* **Instructions for the task**
An exact copy of every entry is the required answer.

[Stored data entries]
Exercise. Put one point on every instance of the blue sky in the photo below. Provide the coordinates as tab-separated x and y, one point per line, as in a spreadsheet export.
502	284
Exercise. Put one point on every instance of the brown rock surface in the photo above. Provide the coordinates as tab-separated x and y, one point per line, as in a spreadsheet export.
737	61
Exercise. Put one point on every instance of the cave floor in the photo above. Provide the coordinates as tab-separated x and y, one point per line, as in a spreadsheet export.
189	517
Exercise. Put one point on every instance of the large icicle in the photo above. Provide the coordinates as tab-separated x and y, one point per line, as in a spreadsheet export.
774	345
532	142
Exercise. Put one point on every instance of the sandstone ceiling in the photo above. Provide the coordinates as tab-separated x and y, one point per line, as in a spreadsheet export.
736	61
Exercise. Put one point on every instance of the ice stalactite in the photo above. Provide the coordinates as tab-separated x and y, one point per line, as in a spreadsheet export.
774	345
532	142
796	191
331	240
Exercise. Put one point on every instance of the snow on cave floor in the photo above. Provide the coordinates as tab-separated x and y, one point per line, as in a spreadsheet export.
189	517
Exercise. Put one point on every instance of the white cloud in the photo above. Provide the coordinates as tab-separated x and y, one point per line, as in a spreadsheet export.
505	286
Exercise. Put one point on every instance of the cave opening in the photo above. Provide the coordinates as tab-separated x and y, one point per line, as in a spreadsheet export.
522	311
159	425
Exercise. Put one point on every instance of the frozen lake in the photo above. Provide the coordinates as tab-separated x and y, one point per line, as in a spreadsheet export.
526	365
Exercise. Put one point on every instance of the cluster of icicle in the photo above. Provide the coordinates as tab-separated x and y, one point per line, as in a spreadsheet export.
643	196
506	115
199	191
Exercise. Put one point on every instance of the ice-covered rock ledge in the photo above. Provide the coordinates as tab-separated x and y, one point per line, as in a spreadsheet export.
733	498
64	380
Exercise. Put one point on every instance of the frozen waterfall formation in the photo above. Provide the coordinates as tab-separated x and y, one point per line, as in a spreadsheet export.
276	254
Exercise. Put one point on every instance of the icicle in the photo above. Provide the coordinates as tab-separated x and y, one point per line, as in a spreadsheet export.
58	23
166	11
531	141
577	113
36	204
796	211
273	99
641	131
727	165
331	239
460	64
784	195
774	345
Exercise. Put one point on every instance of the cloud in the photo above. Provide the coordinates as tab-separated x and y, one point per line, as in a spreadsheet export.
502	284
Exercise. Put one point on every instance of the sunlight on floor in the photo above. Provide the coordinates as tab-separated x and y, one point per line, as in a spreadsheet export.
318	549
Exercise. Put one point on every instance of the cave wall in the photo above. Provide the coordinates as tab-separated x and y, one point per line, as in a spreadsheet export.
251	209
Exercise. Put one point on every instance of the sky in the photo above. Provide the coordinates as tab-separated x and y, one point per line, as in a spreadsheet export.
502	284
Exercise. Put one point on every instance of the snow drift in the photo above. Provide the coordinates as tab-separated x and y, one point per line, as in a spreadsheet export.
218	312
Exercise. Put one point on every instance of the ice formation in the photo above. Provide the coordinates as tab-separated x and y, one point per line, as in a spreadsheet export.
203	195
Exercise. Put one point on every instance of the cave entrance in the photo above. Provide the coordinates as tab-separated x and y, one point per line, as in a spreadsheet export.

* **Answer to this exercise**
Exercise. Put one point on every instance of the blue sky in the photo below. Provide the coordinates as tab-separated x and y, one point per line, as in a spreadsheet export.
502	284
Exercise. Put one point on every instance of the brown rock surface in the photo above. Provide the coordinates as tab-separated x and y, one point per line, as in a spreadsheet export.
737	61
Exercise. Put one point on every instance of the cave floor in the photo above. Provide the coordinates as tab-separated x and y, one point per line, as in a spreadsheet export.
189	517
Exercise. Put one point on every instance of the large icicle in the photo above. Provide the coordinates as tab-separated x and y, one point per line, as in a spreadsheet export.
774	345
532	142
Exercise. Put one point on every instance of the sandstone ceiling in the photo above. Provide the coordinates as tab-separated x and y, one point per line, as in a spreadsheet export.
736	61
Exercise. Put one point on every instance of the ice stalactite in the photo above. Provide the coordinates as tab-separated x and y, one point per line, as in a spreadsheet export.
774	345
532	142
796	191
331	240
Exercise. Put one point on every instance of the snow on cave floor in the photo above. Provide the coordinates as tab-separated x and y, one point per line, as in a spreadsheet export.
189	517
Exercise. Put one point on every instance of the white cloud in the photo above. Provide the coordinates as tab-separated x and y, one point per line, as in a spreadsheet export.
505	286
Exercise. Put one point on every instance of the cave opening in the photo above. Provide the coordinates as tab-separated x and y, one point per line, as in a spreadsheet export.
522	311
159	425
Exercise. Put one point on every instance of the frozen lake in the photo above. Provide the coordinates as tab-separated x and y, one point per line, as in a spreadsheet export.
526	365
Exercise. Put one point on every instance of the cluster of icicle in the photo above. Provide the coordinates as tab-separated x and y, one point per line, as in a spreadsheet export.
643	196
506	115
199	191
Exercise. Put one point on every instance of the ice-covered rock ledge in the photo above. Provide the coordinates as tab-separated x and y, one point per line, as in a spreadsheet export.
733	498
64	380
Exercise. Put one point on every instance of the frozen waterfall formation in the photo above. Provide the coordinates as tab-separated x and y, one point per line, as in a spreadsheet export.
276	254
Exercise. Put one point on every instance of the icicle in the photo above. Provide the coordinates as tab-separated x and y, one point per line, as in a spreadsheet export.
58	23
166	11
531	141
577	113
36	204
796	211
273	99
641	131
727	165
331	239
460	64
784	195
774	345
Exercise. Put one point on every instance of the cloud in the photo above. Provide the coordinates as tab-separated x and y, one point per line, as in a spreadsheet export.
502	284
Exercise. Put one point on every instance of the sunlight on floor in the photo above. Provide the coordinates as tab-separated x and y, one point per line, as in a spreadsheet export.
318	549
Exercise. Put one point on every instance of the cave wall in the photo above. Provide the coordinates as tab-separated x and y, one point per line, as in a spreadsheet export.
251	209
Exercise. Put one point on every instance of the sky in the photo above. Provide the coordinates as tab-separated x and y, one point per line, as in a spreadsheet export.
502	284
Exercise. Put one point on every instance of the snow drift in the photo above. Provide the coordinates as tab-separated x and y, one point per line, as in a spreadsheet export.
218	312
Exercise. Put one point on every instance of the ice formation in the photo above. Provide the coordinates as tab-separated x and y, one point per line, as in a spreadsheet export.
203	195
Exercise. Put one point on every instance of the cave entrance in the photo above. Provide the coordinates as tab-separated x and y, one point per line, as in a spreadsheet export.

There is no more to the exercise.